- [REQUIRED WORK] Your job is to copy every line in the material containing the word "ground".

- [DATA SUPPLIED]
───
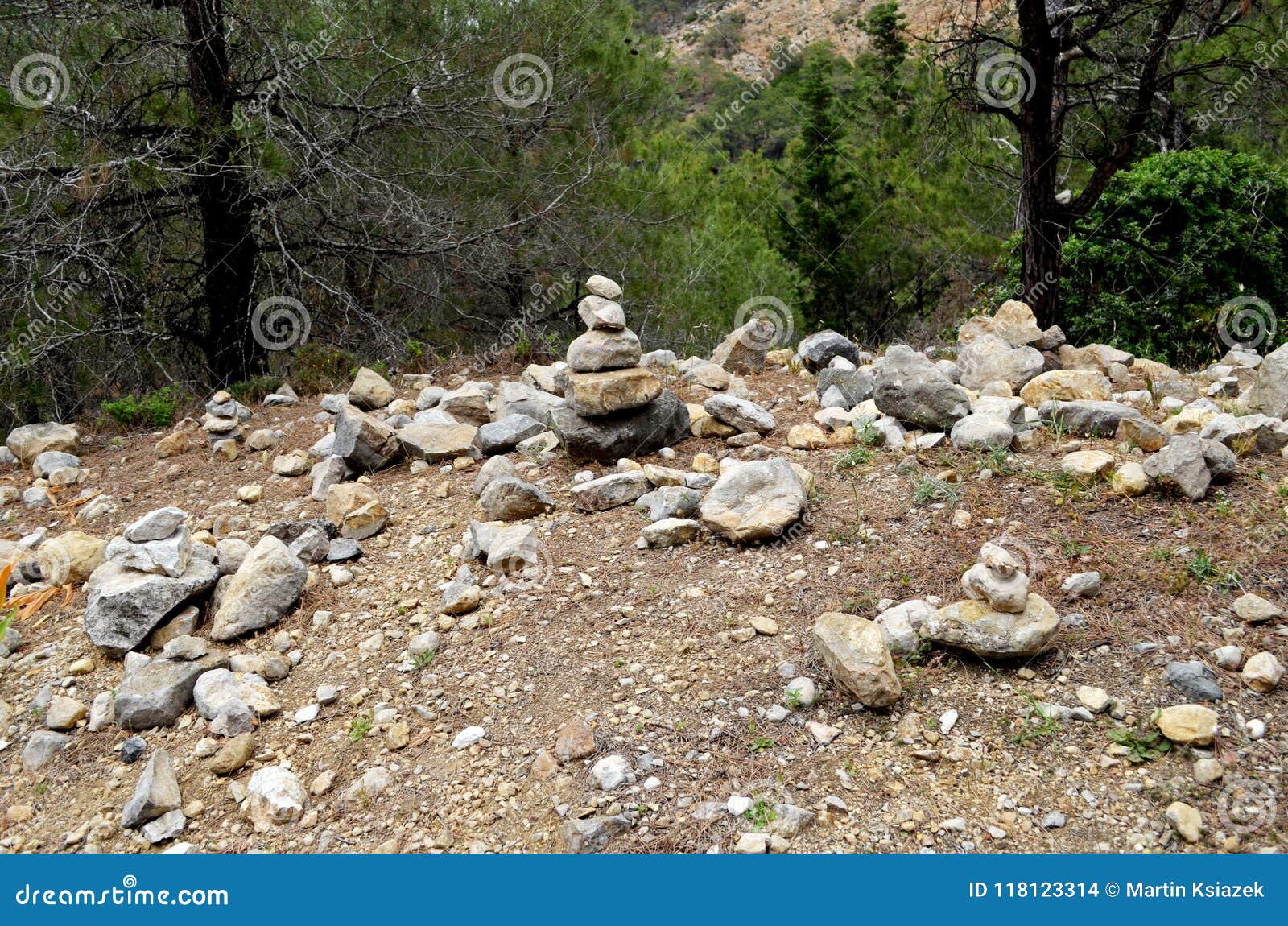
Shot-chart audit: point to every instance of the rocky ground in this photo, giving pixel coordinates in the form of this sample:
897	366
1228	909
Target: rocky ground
───
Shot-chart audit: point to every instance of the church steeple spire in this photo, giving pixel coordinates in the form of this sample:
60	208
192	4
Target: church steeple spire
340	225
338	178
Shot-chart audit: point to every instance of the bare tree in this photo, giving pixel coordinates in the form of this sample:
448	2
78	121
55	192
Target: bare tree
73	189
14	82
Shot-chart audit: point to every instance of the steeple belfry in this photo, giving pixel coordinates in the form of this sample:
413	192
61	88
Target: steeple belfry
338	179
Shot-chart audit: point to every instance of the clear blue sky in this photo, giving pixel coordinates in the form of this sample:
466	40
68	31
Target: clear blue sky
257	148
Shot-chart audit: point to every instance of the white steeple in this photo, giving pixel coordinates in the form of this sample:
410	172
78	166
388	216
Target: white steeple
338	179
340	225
───
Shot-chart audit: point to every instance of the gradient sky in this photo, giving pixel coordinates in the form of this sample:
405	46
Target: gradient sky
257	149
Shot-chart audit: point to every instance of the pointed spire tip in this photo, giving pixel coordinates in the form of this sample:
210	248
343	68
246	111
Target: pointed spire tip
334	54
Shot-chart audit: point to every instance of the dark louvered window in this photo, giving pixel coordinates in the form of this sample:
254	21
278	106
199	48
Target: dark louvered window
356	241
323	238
───
- [RESPONSE]
Shot-chart audit: point to every instance of the rocky ground in this photo, giving pixel coordinates in the form of this sample:
Target: rocky ground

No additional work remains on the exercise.